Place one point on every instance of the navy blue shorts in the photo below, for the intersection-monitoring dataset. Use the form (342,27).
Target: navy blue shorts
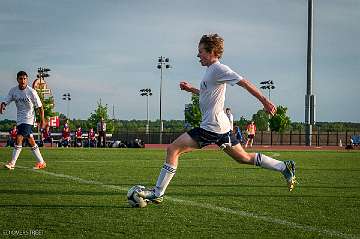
(204,137)
(25,130)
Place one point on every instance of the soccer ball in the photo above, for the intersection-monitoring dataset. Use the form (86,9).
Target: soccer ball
(133,197)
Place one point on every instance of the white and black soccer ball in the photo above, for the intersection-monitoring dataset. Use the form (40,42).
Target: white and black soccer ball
(133,197)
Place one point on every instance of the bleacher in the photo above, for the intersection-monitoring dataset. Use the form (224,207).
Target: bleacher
(55,136)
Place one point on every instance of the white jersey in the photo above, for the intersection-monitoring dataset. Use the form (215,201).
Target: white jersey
(212,97)
(25,101)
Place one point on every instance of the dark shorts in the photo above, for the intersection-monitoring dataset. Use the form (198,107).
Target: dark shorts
(204,137)
(25,130)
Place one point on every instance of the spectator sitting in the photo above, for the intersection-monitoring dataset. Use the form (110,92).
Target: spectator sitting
(78,137)
(91,138)
(12,137)
(66,138)
(238,135)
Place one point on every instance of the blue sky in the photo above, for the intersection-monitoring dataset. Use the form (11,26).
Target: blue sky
(109,49)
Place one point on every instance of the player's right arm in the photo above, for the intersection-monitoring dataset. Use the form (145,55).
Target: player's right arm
(188,87)
(7,101)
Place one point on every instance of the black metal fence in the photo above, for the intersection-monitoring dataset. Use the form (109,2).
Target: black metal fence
(261,138)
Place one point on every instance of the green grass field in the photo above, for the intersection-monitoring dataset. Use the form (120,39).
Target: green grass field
(82,194)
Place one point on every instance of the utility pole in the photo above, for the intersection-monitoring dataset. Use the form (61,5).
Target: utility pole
(309,97)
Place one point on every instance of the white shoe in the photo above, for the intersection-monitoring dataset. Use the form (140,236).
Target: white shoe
(9,166)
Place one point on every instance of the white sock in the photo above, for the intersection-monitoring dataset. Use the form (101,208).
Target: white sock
(16,153)
(264,161)
(166,174)
(37,154)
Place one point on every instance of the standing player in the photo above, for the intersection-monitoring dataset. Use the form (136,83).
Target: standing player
(12,137)
(215,126)
(251,130)
(25,99)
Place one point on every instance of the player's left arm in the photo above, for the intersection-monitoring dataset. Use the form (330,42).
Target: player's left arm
(251,88)
(42,118)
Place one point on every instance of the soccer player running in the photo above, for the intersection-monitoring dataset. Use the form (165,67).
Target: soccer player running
(25,99)
(215,127)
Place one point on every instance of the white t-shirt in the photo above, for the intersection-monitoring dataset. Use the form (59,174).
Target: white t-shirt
(25,101)
(212,97)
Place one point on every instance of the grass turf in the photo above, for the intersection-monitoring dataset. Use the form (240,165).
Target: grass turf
(82,194)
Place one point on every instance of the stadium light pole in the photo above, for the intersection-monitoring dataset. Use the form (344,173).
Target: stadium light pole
(146,92)
(309,97)
(67,97)
(163,62)
(267,85)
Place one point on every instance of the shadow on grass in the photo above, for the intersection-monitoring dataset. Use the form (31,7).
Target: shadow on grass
(58,206)
(59,193)
(239,186)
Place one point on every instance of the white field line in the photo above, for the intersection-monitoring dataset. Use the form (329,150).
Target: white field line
(225,210)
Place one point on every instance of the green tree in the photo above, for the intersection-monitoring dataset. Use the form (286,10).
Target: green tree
(242,123)
(101,112)
(280,121)
(193,113)
(261,119)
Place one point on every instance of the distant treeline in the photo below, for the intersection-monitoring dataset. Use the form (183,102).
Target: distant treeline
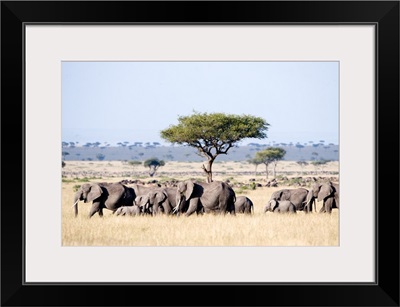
(141,152)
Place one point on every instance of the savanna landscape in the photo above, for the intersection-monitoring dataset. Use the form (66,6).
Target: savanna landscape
(257,229)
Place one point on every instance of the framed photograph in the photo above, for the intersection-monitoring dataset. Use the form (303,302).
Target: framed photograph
(314,83)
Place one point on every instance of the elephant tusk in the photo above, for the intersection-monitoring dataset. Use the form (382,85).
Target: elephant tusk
(75,203)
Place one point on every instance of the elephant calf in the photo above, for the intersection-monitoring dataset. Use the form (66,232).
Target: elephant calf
(243,204)
(280,206)
(131,211)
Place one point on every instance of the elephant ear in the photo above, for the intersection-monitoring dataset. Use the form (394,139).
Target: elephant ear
(189,189)
(95,192)
(324,191)
(160,196)
(274,205)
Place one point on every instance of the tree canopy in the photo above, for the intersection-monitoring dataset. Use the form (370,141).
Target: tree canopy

---------------

== Exercise aim ==
Quote, please, only the lines running from the one with "Place one point on every instance of the green tree" down to the final line of the data above, keeping both ends and skipping the pictures.

== Full answer ==
Place one point on every instance of the green tree in the photo above, for the intersection-monitoring dataset. Use the form (286,10).
Target: green tree
(242,123)
(101,112)
(280,121)
(193,113)
(261,119)
Place one point on every instance of the distant treeline in the photo below, for the intersection-monitoring dataset. Use the form (183,102).
Target: distant treeline
(141,152)
Place one point on every instance of the savanna landscape in the photo above, for the intersection-monitoring dataset. Use the form (66,6).
Target: savanna landscape
(257,229)
Place one point on every instance of the framed photograph in the photo above, for the intersection-monitoring dataset. Use the form (303,302).
Target: framed photograph
(314,83)
Place one point on every instance of the elephant tusk in the photo above, for the intersection-monitoring dataset. Use the form (382,85).
Target: elephant tusk
(75,203)
Place one point on every instance of the elephant calf in the photo above, for the intersection-monitoring dataset. Use the form (66,232).
Target: elephant calf
(243,204)
(280,206)
(131,211)
Place one point on every instance of the elephant ear in the photo above, for the intersection-monitoring dataset. Use the form (394,139).
Target: elephant ear
(189,189)
(95,192)
(324,191)
(160,196)
(274,205)
Place one point on every instance of the tree canopy in the photo above, for the intersection-monitoring dataset. Use the form (370,141).
Target: tree canopy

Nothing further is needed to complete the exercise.